• _Your objective_
Collect every line in the rows below that contains the string "tower", and copy each one out in full.

Entries from a pointing dataset
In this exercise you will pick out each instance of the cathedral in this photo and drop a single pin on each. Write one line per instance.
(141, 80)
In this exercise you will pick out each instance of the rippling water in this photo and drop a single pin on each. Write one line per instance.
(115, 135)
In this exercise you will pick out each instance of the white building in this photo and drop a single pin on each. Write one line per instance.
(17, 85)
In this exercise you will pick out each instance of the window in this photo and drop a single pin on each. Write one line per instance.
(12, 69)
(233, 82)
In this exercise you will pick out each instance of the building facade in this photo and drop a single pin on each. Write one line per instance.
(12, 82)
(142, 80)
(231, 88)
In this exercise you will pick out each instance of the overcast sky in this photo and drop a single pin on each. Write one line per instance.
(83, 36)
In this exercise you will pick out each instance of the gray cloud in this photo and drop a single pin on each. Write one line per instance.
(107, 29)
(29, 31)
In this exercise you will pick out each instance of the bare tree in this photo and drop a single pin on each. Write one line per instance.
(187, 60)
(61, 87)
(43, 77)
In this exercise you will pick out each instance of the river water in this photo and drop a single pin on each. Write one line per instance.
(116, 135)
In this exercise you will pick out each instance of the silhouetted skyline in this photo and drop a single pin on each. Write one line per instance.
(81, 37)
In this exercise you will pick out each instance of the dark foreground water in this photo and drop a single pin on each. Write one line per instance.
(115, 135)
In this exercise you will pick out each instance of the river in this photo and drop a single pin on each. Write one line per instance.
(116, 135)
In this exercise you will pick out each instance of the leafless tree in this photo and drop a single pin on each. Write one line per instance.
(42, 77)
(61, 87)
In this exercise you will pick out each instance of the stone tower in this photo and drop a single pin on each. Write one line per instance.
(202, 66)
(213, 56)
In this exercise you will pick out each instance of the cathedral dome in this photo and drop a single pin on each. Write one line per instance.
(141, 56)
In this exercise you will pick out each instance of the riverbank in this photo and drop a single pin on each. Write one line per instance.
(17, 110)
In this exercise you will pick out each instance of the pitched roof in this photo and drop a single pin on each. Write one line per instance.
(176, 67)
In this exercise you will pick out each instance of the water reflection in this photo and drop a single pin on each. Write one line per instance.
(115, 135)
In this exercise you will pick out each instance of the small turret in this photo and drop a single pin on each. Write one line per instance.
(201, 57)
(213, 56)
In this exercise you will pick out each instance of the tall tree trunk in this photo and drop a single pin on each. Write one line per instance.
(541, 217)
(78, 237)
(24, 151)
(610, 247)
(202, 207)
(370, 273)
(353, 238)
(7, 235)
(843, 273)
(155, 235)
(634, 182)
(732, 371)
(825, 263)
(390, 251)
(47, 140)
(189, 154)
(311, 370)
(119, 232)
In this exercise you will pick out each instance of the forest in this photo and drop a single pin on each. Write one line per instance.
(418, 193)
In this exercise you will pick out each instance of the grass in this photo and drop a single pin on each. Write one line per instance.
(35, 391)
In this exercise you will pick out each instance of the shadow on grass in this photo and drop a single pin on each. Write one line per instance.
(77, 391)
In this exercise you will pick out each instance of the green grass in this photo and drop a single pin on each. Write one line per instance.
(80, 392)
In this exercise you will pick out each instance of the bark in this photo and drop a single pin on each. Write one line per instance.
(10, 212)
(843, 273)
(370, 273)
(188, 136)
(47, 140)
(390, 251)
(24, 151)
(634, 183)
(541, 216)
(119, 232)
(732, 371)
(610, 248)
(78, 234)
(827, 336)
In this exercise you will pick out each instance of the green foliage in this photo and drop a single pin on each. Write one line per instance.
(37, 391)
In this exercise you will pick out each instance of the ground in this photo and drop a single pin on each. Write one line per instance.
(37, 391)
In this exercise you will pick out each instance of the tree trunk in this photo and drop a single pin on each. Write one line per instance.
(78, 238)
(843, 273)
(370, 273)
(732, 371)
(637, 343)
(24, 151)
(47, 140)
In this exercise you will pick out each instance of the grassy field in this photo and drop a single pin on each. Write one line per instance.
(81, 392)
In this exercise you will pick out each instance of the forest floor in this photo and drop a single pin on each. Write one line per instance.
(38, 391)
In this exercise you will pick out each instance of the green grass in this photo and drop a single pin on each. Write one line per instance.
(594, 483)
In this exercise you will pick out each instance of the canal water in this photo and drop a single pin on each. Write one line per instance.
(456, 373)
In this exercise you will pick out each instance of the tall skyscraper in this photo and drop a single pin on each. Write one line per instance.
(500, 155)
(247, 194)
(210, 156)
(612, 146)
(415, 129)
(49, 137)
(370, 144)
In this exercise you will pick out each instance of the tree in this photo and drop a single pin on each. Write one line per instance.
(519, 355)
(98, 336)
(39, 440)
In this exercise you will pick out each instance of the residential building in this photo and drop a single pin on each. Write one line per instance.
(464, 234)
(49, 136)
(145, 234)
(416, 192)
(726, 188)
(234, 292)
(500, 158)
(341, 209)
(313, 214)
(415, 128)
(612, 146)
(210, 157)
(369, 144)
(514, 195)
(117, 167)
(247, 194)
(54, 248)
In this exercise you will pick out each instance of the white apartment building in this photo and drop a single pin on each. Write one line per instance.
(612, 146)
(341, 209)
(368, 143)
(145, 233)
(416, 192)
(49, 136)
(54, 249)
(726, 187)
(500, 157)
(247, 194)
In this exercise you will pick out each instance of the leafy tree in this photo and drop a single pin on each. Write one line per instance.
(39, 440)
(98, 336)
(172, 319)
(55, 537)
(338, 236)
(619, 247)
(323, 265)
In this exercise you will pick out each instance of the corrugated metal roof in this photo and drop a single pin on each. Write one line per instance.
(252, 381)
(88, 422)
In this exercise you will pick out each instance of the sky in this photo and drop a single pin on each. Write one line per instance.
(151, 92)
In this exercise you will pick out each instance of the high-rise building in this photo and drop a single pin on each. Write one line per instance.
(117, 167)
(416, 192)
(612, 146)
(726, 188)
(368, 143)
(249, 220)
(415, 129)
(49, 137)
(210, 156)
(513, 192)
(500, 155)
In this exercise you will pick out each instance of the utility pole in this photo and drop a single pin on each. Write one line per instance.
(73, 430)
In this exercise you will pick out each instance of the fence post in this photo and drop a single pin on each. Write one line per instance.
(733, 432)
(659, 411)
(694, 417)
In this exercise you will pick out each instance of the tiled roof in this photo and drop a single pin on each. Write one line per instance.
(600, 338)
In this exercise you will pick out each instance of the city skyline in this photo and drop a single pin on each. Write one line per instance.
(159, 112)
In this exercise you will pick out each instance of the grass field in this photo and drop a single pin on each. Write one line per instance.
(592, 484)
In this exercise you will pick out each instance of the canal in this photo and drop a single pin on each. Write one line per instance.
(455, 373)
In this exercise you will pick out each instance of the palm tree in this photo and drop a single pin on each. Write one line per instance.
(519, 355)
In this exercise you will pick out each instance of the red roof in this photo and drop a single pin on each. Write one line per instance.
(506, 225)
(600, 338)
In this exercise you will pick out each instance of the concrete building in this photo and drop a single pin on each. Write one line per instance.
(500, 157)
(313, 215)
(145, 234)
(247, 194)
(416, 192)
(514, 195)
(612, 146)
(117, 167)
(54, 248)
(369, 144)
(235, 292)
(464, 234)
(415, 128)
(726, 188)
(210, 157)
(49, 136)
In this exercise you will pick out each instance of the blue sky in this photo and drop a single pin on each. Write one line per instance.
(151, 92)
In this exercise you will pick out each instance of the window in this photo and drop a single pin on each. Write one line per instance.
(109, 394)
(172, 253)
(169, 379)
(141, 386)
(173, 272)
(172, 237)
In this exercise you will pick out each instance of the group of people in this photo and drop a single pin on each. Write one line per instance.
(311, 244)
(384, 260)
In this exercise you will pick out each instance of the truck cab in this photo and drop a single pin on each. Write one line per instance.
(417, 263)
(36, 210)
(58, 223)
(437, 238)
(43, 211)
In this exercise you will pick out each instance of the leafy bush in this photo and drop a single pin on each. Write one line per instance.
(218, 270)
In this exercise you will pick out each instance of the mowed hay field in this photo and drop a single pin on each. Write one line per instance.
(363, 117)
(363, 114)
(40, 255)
---
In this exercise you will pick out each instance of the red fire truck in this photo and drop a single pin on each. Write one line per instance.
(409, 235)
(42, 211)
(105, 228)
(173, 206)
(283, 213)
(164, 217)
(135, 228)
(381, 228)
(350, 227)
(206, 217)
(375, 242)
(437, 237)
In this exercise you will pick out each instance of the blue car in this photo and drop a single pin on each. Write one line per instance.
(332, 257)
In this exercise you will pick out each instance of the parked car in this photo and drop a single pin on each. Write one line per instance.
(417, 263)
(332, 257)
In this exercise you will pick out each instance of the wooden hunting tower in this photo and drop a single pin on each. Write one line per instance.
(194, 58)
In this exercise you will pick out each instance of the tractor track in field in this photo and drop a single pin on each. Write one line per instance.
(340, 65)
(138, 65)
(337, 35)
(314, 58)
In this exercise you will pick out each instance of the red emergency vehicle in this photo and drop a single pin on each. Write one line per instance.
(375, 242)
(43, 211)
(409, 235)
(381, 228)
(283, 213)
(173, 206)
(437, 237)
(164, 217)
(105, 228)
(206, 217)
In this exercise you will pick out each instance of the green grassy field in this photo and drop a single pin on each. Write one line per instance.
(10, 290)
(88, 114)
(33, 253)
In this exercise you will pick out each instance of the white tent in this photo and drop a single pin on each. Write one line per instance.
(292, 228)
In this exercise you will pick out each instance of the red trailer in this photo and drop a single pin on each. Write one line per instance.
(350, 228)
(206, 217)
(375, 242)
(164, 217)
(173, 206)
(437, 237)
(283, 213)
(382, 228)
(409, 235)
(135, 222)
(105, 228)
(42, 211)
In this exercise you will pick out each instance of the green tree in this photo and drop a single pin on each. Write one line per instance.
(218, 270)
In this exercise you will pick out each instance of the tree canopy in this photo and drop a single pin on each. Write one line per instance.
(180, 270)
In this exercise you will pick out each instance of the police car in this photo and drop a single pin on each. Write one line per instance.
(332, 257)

• _Expected answer_
In this exercise you will pick out each instance of the stone tower in this photo and drop a single pin on each. Write one line per instance.
In this exercise you will pick out each instance of the wooden hunting tower in this photo and drop a single pin on each. Write one line per instance.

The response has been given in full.